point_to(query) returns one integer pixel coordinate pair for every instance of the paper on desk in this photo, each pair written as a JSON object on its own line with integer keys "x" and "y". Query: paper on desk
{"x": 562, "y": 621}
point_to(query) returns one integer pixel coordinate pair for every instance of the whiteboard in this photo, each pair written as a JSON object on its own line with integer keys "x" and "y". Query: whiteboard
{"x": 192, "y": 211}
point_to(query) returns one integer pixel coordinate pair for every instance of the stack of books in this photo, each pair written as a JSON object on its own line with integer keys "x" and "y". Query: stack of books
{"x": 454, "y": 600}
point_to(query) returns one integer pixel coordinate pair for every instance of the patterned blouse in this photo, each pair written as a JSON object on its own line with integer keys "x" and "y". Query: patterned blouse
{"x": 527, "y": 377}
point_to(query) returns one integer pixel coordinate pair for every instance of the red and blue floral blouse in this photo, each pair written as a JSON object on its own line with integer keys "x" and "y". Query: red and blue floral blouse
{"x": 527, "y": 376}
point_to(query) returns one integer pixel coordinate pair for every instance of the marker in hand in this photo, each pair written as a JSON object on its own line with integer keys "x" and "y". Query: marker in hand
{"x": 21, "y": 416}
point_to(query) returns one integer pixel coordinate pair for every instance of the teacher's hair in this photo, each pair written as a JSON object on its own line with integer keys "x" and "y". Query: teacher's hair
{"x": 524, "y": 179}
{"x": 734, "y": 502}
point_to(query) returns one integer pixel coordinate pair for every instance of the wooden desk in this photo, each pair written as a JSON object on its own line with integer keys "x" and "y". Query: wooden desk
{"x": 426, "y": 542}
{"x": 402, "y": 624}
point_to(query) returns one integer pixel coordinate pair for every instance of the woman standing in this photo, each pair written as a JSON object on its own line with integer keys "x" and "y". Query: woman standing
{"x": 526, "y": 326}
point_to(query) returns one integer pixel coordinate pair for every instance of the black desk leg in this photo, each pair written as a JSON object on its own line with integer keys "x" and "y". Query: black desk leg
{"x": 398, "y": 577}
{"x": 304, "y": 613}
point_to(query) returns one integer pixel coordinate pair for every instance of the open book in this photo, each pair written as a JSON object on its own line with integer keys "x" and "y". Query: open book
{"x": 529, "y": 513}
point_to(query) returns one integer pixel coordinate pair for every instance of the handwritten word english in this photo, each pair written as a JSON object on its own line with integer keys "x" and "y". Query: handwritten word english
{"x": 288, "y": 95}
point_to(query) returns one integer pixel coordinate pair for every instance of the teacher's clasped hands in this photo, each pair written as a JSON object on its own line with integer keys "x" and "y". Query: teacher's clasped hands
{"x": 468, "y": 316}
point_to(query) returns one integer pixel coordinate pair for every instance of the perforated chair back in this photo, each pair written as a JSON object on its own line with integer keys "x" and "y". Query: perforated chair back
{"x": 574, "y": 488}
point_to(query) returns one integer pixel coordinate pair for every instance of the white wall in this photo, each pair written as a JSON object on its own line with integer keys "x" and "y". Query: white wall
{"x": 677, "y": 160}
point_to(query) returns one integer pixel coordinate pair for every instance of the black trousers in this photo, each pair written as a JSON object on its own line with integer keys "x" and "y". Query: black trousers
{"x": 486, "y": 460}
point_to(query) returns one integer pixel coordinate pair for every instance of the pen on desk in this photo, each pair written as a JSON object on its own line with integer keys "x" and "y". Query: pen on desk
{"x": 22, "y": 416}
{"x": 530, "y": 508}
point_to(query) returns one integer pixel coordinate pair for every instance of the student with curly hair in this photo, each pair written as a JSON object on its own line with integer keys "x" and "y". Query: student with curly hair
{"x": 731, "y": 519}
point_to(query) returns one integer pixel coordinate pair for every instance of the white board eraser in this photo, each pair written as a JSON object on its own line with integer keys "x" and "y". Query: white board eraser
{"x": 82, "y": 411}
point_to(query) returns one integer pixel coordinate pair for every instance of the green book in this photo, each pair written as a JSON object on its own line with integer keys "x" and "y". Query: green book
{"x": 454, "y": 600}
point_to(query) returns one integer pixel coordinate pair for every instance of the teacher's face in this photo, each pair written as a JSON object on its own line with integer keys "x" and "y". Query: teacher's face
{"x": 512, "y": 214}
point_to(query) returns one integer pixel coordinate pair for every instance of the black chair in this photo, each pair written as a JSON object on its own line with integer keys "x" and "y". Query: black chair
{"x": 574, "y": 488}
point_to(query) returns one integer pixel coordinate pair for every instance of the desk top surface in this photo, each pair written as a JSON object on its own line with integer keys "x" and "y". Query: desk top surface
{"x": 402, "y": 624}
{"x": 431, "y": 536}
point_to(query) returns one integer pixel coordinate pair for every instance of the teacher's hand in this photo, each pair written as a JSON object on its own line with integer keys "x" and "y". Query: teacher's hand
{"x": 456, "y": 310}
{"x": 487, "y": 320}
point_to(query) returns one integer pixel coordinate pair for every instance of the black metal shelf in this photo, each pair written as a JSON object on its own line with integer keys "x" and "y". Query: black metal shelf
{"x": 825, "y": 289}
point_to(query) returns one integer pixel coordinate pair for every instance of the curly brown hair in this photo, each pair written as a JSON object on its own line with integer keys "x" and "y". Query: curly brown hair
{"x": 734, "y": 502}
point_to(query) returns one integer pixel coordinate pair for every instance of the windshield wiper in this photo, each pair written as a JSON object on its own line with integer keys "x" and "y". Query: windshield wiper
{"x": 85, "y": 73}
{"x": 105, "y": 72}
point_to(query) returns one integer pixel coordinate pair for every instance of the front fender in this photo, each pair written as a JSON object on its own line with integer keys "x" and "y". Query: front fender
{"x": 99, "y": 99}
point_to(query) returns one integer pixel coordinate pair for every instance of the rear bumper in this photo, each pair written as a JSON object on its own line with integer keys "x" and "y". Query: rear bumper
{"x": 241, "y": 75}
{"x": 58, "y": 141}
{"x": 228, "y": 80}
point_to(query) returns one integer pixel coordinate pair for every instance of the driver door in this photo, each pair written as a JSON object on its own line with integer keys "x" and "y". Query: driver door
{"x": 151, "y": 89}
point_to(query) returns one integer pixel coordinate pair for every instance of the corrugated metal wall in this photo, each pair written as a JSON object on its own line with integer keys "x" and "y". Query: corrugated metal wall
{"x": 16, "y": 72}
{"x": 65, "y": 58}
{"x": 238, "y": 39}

Your objective: From the first line to the last, repeat the records exactly.

Written response:
point_to(query) returns one integer pixel coordinate pair for every instance of the paper on desk in this photo, each pair written as a JSON object on its own line with integer keys "x" and "y". Query: paper on desk
{"x": 562, "y": 621}
point_to(query) returns one integer pixel coordinate pair for every instance of the whiteboard in this photo, each pair written as a JSON object on its own line with integer keys "x" and "y". Query: whiteboard
{"x": 192, "y": 211}
point_to(query) returns one integer pixel coordinate pair for every instance of the stack of books in this photo, each pair written as a JSON object on its own line with integer keys "x" and "y". Query: stack of books
{"x": 454, "y": 600}
point_to(query) returns one integer pixel coordinate pair for every instance of the patterned blouse in this photo, each pair written as a JSON object on its own line with integer keys "x" and "y". Query: patterned blouse
{"x": 527, "y": 377}
point_to(query) returns one integer pixel coordinate pair for every instance of the red and blue floral blouse in this photo, each pair written as a JSON object on its own line with integer keys "x" and "y". Query: red and blue floral blouse
{"x": 527, "y": 376}
point_to(query) returns one integer pixel coordinate pair for every instance of the marker in hand in this photo, each pair written as a JSON object on its own line with integer keys "x" and "y". Query: marker in hand
{"x": 21, "y": 416}
point_to(query) returns one integer pixel coordinate pair for every instance of the teacher's hair in this photo, each pair written as a JSON object on its own line with integer keys "x" and "y". Query: teacher's hair
{"x": 524, "y": 179}
{"x": 734, "y": 502}
point_to(query) returns one integer pixel coordinate pair for every instance of the wooden desk in this photo, each pair written as a JSON object on its own line with integer keys "x" and "y". Query: wooden desk
{"x": 426, "y": 542}
{"x": 402, "y": 624}
point_to(query) returns one integer pixel coordinate pair for every instance of the woman standing in this photo, each pair written as a JSON object on its own line with integer keys "x" and "y". Query: woman standing
{"x": 526, "y": 326}
point_to(query) returns one integer pixel coordinate pair for every instance of the black desk leg in this photo, each pair written as a JSON object on its own line with integer keys "x" and "y". Query: black desk leg
{"x": 398, "y": 577}
{"x": 304, "y": 613}
point_to(query) returns one integer pixel coordinate pair for every instance of the open book in this photo, each pair written as a JSON object on its own line with integer keys "x" and "y". Query: open book
{"x": 529, "y": 513}
point_to(query) returns one integer pixel coordinate pair for every instance of the handwritten word english in this photo, each pair written as a JSON object on its own line with integer keys "x" and "y". Query: handwritten word english
{"x": 288, "y": 95}
point_to(query) returns one integer pixel coordinate pair for every instance of the teacher's clasped hands in this photo, each pair written as a JSON object on its own line with integer keys "x" and "y". Query: teacher's clasped hands
{"x": 468, "y": 316}
point_to(query) returns one integer pixel coordinate pair for every instance of the perforated chair back in this photo, each pair written as a JSON object on its own line with integer keys "x" and "y". Query: perforated chair back
{"x": 574, "y": 488}
point_to(query) returns one integer pixel coordinate pair for every instance of the white wall in this photo, each pair written as a JSON object on its own line with integer keys "x" and "y". Query: white wall
{"x": 677, "y": 160}
point_to(query) returns one integer pixel coordinate pair for every instance of the black trousers in this photo, each pair written as a JSON object on its own line with integer keys "x" and "y". Query: black trousers
{"x": 486, "y": 460}
point_to(query) returns one integer pixel coordinate pair for every instance of the pen on desk in this photo, each pair written as a JSON object on its own line with integer keys "x" and "y". Query: pen on desk
{"x": 22, "y": 416}
{"x": 530, "y": 508}
point_to(query) returns one integer pixel coordinate pair for every instance of the student with curly hair in this photo, each pair written as a JSON object on its own line with integer keys "x" and "y". Query: student with curly hair
{"x": 731, "y": 519}
point_to(query) returns one integer pixel coordinate pair for every instance of the white board eraser in this photo, each pair written as a JSON object on its own line with integer keys "x" and "y". Query: white board eraser
{"x": 82, "y": 411}
point_to(query) returns one integer pixel coordinate pair for every instance of the green book in this photo, each pair written as a JSON object on its own line with integer keys "x" and "y". Query: green book
{"x": 454, "y": 600}
point_to(query) returns one integer pixel coordinate pair for every instance of the teacher's face in this photo, each pair written as a JSON object on its own line with integer keys "x" and "y". Query: teacher's face
{"x": 512, "y": 214}
point_to(query) returns one integer pixel coordinate pair for every instance of the black chair in this photo, each pair written as a JSON object on its own line with integer keys "x" and "y". Query: black chair
{"x": 574, "y": 488}
point_to(query) returns one integer pixel coordinate pair for every instance of the desk top surface in this photo, each pair written as a JSON object on its own line with integer keys "x" and "y". Query: desk top surface
{"x": 402, "y": 624}
{"x": 431, "y": 536}
point_to(query) returns one integer pixel coordinate pair for every instance of the teacher's hand in this photo, each pair written as a JSON object on its own line with integer keys "x" and "y". Query: teacher's hand
{"x": 456, "y": 310}
{"x": 487, "y": 320}
point_to(query) returns one integer pixel coordinate pair for every instance of the black metal shelf in this photo, each pair written as a JSON object on its own line with integer keys "x" and "y". Query: black metal shelf
{"x": 825, "y": 289}
point_to(query) returns one integer pixel coordinate pair for every instance of the curly brown hair in this photo, each pair written as a JSON object on its own line with integer keys "x" and "y". Query: curly brown hair
{"x": 734, "y": 502}
point_to(query) returns one integer pixel coordinate pair for every instance of the windshield wiper in this photo, each pair written as a JSON object on its own line with integer keys "x" and "y". Query: windshield wiper
{"x": 85, "y": 73}
{"x": 105, "y": 72}
point_to(query) returns one integer pixel coordinate pair for every instance of the front fender in this photo, each pair written as a JSON object on its own line with integer keys "x" and "y". Query: front fender
{"x": 99, "y": 99}
point_to(query) returns one integer pixel coordinate pair for every instance of the rear bumper in this photo, each pair written as a JSON object on its own line with integer keys "x" and "y". Query: rear bumper
{"x": 241, "y": 75}
{"x": 58, "y": 141}
{"x": 228, "y": 80}
point_to(query) returns one integer pixel coordinate pair for every instance of the driver door in this photo, each pair written as a JSON object on its own line with integer keys "x" and "y". Query: driver door
{"x": 151, "y": 89}
point_to(query) returns one integer pixel coordinate pair for every instance of the corrugated metal wall in this photo, each pair written as a JSON object on its own line with integer keys "x" and "y". Query: corrugated metal wall
{"x": 16, "y": 72}
{"x": 65, "y": 58}
{"x": 238, "y": 39}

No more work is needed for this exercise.